■ Kutipan Pilihan:

Penulis:
Husnun N Djuraid,
Dosen Universitas Muhammadiyah Malang
Selalu saja ada yang menggoda ulama untuk terjun ke dunia politik. Peran sentral ulama sebagai panutan masyarakat kerap dimanfaatkan untuk mendulang suara sebanyak-banyaknya. Sudah banyak ulama yang terjun ke dunia politik. Apakah para ulama itu mampu mewarnai dunia politik dengan cahaya kebaikan yang dibawanya. Alih-alih mewarnai politik, justru malah banyak ulama yang terjerembab dalam kubangan korupsi akibat ambisi politik.
Kini kita menunggu keteguhan hati Ustad Abdul Somad yang dalam beberapa hari ini tengah digoda untuk terjun ke dunia politik. Tak tanggung-tanggung, ustad lulusan Al Azhar Mesir itu tengah dirayu untuk menjadi calon wakil presiden mendampingi Prabowo Subianto. Yang merekomendasikan ustad yang kerap disapa UAS itu bukan sembarangan golongan, tapi para ulama yang bertemu untuk membahas masalah kebangsaan.
Ketika rekomendasi itu disampaikan, sebenarnya UAS sudah menolak secara halus. Dia ingin berjuang melalui jalur lain, dakwah untuk mengajak kebaikan dan mencegah kejelekan. Sebenarnya ada dua orang yang direkomendasikan para ulama untuk mendampingi Prabowo, yang satu adalah Habib Salim Segaf Al Jufri, tapi dukungan terhadap UAS lebih besar. Maklum, nama yang terakhir ini sudah lama malang melintang dalam dunia politik. Resistensinya cukup tinggi, terutama dari partai lain sesama pendukung Prabowo.
UAS dinilai memiliki magnet yang lebih besar, karena kiprahnya selama ini yang konsisten di dunia dakwah. Soal popularitas, jangan tanya. Dakwah model baru yang dikembangkan dengan memanfaatkan media sosial mampu menembus ruang dan waktu. Setelah populer di dunia maya, UAS dihadirkan dalam dunia nyata. Ternyata sambutannya sama besar. Ceramahnya di berbagai tempat di Indonesia mampu menyedot audiens dalam jumlah besar.

■ Bahan yang Diambil:

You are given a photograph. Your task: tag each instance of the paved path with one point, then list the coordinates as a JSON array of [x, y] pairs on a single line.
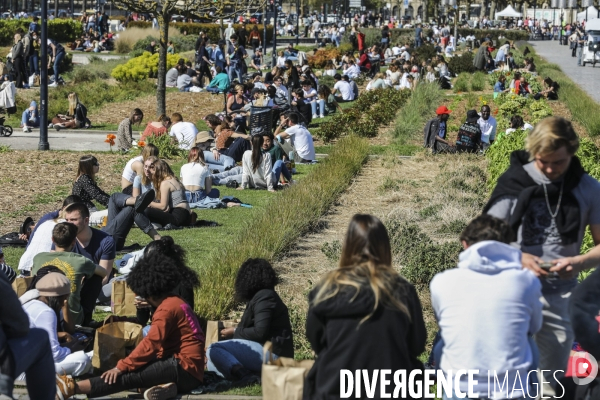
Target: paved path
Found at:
[[587, 78], [85, 140]]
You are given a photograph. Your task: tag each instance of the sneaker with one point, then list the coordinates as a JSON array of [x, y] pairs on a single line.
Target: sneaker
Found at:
[[143, 200], [161, 392], [65, 387]]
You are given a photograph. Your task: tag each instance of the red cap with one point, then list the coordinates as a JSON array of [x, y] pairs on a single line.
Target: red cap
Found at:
[[442, 110]]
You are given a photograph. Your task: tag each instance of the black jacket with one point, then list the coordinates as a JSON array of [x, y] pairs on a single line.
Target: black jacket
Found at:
[[267, 318], [389, 339]]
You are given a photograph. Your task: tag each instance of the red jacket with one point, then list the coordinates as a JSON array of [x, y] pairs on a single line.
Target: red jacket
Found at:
[[175, 332]]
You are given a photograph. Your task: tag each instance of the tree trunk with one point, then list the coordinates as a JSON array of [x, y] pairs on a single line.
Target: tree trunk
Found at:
[[161, 100]]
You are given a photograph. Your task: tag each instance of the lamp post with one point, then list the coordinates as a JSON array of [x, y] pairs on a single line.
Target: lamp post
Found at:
[[43, 144]]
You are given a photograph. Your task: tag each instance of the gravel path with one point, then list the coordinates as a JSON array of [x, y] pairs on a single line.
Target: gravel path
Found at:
[[587, 78]]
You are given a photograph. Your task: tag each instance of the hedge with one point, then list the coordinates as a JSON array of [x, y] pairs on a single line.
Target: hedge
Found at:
[[212, 30], [61, 30], [287, 216]]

■ Tugas yang Dikerjakan:
A) Salin bagian tulisan tentang Ustad Abdul Somad mulai dari "UAS dinilai memiliki" sampai dengan "dalam jumlah besar.", tanpa mengubah apa pun.
B) Menurut tulisan tentang Ustad Abdul Somad, benarkah pernyataan berikut? Jawab ya atau tidak untuk masing-masing, lalu kutip kata-kata tulisan yang menentukan jawabannya. (i) UAS adalah lulusan Al Azhar Mesir. (ii) Dukungan para ulama kepada Habib Salim Segaf Al Jufri lebih besar daripada kepada UAS. (iii) UAS langsung menerima rekomendasi para ulama itu.
C) Teruskan tulisan tentang Ustad Abdul Somad dan dunia politik, mulai sesudah kalimat terakhirnya.

■ Hasil Jawaban:
A)
UAS dinilai memiliki magnet yang lebih besar, karena kiprahnya selama ini yang konsisten di dunia dakwah. Soal popularitas, jangan tanya. Dakwah model baru yang dikembangkan dengan memanfaatkan media sosial mampu menembus ruang dan waktu. Setelah populer di dunia maya, UAS dihadirkan dalam dunia nyata. Ternyata sambutannya sama besar. Ceramahnya di berbagai tempat di Indonesia mampu menyedot audiens dalam jumlah besar.

B)
(i) Ya: "ustad lulusan Al Azhar Mesir itu"
(ii) Tidak: "tapi dukungan terhadap UAS lebih besar"
(iii) Tidak: "sebenarnya UAS sudah menolak secara halus"

C)
Meskipun di beberapa tempat sempat muncul penolakan, tapi itu tidak mengurangi kharisma ustad asal Riau itu. Justru penolakan itu menjadikan masyarakat bersimpati padanya. Alhasil, UAS menjadi tokoh yang sangat populer saat ini. Apalagi dalam banyak ceramahnya dia sangat kritis kepada pemerintah. Ketidakadilan dan kriminalisasi terjadap ulama menjadi perhatian utamanya. Bahkan tak segan-segan dia berada pada kubu yang ingin mengganti presiden. Itulah cara UAS mengatasi masalah bangsa, mengganti pemimpin nasional.
Dia pun akrab bergaul dengan tokoh dan ulama yang selama ini lantang meneriakkan #2019gantipresiden. Maka tak salah sebenarnya kalau para ulama merekomendasikan namanya sebagai salah satu calon wakil presiden. Nama UAS akan mampu mendongkrak pasangannya yang belakangan sinarnya mulai meredup. Usulan agar UAS mendampingi Prabowo sangat strategis untuk melawan incumbent yang sangat kuat, baik secara personal maupun dukungan parpol pendukungnya. Agar mampu melawan, tidak cukup hanya Prabowo, tapi harus ada pendamping yang kuat.
Para ulama – yang juga didukung partai koalisi oposisi – menganggap UAS sebagai lambang perlawanan terjadap penguasa. Publik – lebih tepatnya jamaah UAS – terbelah dalam dua kubu. Pertama, ingin agar UAS terjun ke dunia politik, praktik langsung apa yang diucapkan selama ini agar kondisi bangsa semakin baik. Soal apakah dia dan pasangannya terpilih atau tidak, tergantung dari usaha untuk mewujudkan cita-cita. Melihat popularitas UAS selama ini, tampaknya peluang menang tetap ada.
Kedua, kelompok yang menolak UAS terjun ke dunia politik. Kelompok ini tidak ingin UAS mengulangi apa yang pernah dilakukan ulama sebelumnya yang terjun ke dunia politik. Ketika berhasil, pelan dan pasti keulamaannya memudar bahkan hilang sama sekali. Kalau gagak, dia akan ditinggal oleh umatnya. Meskipun sudah menyatakan menolak secara halus, tapi Prabowo masih akan terus merayu agar UAS mau mendampinginya. Kita tunggu, apa pilihan UAS. (*)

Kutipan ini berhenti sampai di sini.